**The problem**
How many lines in the records below contain the string "hull"? Give only the number.

[Data items]
********************

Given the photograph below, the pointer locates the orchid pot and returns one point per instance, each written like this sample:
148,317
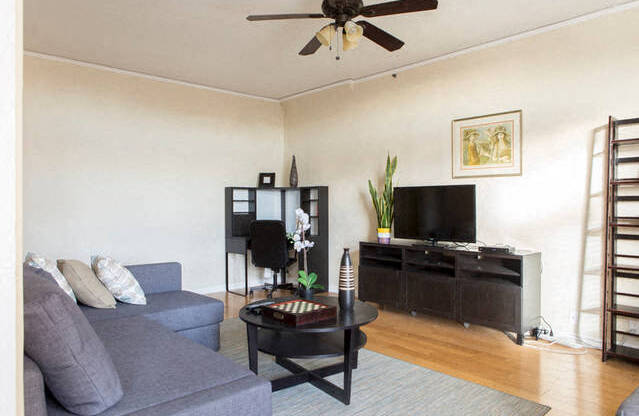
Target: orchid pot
307,281
383,235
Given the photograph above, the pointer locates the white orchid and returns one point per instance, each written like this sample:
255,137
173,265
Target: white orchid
303,224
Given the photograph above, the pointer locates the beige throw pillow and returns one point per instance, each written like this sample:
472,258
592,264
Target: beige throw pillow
86,286
39,262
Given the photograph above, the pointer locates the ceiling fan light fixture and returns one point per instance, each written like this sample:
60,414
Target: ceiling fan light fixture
325,35
353,32
348,45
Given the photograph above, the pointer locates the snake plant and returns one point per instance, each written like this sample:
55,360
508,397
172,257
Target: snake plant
383,203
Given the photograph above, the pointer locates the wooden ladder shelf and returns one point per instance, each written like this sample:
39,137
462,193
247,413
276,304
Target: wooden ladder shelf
620,304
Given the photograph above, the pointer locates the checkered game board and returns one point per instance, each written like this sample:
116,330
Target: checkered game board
298,306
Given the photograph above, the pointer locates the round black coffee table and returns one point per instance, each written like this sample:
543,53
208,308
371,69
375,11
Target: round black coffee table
341,336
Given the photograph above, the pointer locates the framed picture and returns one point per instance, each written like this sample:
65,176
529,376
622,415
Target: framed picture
266,180
487,145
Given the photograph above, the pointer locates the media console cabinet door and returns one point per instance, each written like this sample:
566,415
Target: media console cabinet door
431,292
383,285
497,305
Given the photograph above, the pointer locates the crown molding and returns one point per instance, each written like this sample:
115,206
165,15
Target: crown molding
490,44
146,76
352,81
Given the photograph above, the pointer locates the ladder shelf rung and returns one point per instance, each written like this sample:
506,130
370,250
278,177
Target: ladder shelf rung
626,236
634,159
627,198
626,275
624,121
631,295
628,256
619,224
625,181
624,310
622,267
627,333
634,140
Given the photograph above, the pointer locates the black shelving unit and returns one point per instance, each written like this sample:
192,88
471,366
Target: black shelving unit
241,208
495,290
620,301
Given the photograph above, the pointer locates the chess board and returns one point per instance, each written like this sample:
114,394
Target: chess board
299,312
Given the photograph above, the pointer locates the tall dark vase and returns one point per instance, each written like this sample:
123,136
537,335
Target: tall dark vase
346,282
293,178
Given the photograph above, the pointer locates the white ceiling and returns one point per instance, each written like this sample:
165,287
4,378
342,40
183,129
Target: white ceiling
209,42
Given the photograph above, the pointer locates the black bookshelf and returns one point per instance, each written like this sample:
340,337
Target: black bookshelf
241,208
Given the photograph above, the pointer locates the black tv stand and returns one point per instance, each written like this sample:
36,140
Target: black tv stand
426,243
501,291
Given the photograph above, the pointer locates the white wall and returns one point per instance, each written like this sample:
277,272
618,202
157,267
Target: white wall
136,168
10,226
566,82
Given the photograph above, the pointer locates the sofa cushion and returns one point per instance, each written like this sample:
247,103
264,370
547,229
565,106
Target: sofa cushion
157,366
86,286
118,280
58,337
34,401
177,310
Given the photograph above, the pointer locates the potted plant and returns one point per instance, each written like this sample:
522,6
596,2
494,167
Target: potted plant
306,280
383,202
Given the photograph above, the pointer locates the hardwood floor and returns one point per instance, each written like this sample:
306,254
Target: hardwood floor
571,384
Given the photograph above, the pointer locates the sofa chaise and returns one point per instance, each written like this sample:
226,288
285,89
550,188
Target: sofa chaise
164,355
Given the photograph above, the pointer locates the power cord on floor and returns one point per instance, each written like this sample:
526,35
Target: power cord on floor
548,335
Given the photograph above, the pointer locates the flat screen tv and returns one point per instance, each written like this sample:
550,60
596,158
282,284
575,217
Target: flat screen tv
444,213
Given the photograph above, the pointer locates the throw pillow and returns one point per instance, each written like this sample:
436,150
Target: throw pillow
77,369
86,285
118,280
49,266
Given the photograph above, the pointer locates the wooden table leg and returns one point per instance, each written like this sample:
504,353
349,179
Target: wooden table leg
349,350
251,335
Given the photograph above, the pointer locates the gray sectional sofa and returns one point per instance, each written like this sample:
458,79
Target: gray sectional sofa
164,355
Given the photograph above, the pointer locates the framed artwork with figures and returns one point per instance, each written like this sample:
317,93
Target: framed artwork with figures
487,145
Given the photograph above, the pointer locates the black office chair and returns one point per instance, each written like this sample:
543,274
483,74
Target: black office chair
269,248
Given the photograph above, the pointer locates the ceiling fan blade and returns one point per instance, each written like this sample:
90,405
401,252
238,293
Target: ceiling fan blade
258,17
398,7
381,37
311,47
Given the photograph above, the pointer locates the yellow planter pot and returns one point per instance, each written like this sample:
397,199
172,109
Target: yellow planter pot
383,235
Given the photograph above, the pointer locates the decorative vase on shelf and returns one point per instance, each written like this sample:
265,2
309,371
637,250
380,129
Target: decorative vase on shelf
346,282
293,178
383,235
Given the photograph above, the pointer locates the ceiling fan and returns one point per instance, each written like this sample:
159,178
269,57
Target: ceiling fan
342,12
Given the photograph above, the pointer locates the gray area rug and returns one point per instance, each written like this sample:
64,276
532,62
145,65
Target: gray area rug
381,386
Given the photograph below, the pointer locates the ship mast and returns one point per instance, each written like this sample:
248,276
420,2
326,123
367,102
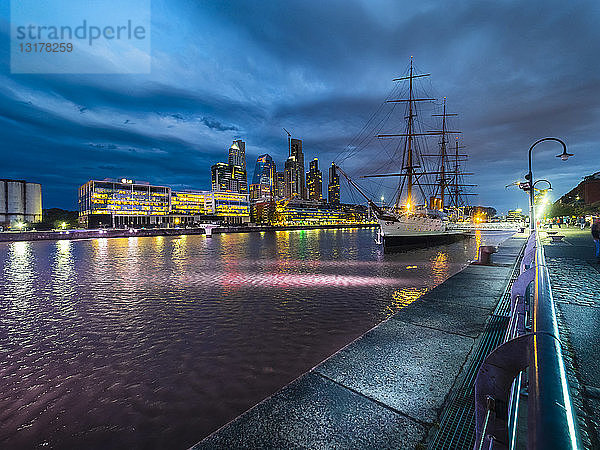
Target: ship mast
443,181
409,167
409,175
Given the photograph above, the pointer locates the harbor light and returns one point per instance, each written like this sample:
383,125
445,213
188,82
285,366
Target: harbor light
529,177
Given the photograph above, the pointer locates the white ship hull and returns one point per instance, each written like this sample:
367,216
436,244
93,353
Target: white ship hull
416,231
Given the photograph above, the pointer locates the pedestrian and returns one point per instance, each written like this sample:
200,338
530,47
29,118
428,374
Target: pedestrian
596,236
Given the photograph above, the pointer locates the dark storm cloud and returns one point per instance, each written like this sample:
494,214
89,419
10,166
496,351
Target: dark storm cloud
515,71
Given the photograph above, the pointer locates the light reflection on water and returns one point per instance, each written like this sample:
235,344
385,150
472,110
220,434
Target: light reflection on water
156,342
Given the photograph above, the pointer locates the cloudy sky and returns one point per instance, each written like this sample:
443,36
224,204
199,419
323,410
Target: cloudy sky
515,71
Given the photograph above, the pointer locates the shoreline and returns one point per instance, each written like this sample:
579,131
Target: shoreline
119,233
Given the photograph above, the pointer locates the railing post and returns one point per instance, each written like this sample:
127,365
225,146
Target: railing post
551,420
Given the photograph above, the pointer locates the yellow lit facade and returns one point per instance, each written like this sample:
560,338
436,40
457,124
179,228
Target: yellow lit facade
189,202
316,213
123,198
126,203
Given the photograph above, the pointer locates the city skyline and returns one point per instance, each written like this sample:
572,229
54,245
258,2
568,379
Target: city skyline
509,88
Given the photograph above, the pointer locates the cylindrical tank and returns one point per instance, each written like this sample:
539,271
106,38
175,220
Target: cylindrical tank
2,200
20,201
33,202
16,200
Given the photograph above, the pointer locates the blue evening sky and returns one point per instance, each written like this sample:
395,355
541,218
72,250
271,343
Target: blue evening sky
515,71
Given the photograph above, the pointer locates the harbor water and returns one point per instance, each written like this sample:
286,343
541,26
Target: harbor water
155,342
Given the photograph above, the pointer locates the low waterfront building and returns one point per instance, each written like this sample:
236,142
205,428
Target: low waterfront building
228,177
125,203
20,202
189,202
228,207
314,181
334,186
299,212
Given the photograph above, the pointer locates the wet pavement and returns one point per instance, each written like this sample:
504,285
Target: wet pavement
575,278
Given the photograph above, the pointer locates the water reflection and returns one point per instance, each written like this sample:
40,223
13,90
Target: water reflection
440,267
158,341
63,276
19,272
478,241
401,298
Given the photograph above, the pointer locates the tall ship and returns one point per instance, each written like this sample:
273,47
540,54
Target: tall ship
430,194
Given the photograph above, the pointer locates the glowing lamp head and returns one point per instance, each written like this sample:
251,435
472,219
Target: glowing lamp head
564,155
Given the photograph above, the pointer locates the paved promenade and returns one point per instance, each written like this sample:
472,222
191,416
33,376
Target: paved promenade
387,388
575,279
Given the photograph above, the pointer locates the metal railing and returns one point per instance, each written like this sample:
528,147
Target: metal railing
530,358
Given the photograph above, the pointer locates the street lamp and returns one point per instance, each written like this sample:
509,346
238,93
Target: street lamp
563,156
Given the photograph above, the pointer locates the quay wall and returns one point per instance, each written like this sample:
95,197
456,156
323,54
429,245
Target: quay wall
9,236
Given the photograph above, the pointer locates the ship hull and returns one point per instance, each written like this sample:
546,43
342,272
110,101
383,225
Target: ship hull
416,232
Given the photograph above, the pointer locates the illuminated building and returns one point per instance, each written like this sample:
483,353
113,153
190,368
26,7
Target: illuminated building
229,207
515,215
228,177
125,203
259,191
188,202
264,171
279,185
314,181
231,176
122,203
237,154
306,212
295,185
20,202
334,186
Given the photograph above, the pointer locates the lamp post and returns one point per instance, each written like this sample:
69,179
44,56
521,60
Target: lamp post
529,177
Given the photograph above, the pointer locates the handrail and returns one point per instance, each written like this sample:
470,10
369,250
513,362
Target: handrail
551,419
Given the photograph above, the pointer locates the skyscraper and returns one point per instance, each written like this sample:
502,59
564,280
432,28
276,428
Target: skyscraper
295,184
279,184
314,181
231,176
228,177
237,154
299,182
290,179
334,186
264,171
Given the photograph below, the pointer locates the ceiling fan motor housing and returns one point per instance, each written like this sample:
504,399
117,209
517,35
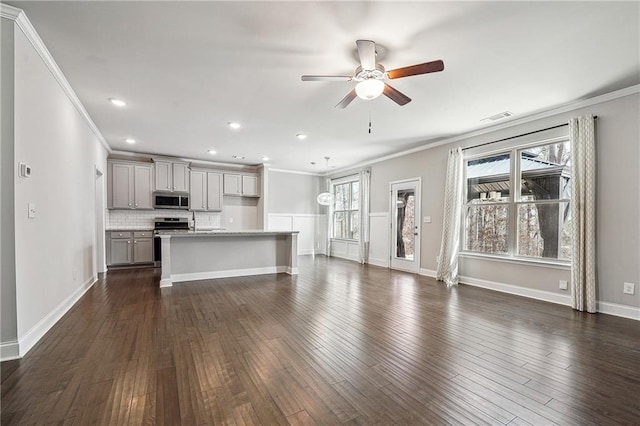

********************

**Completed exercise**
4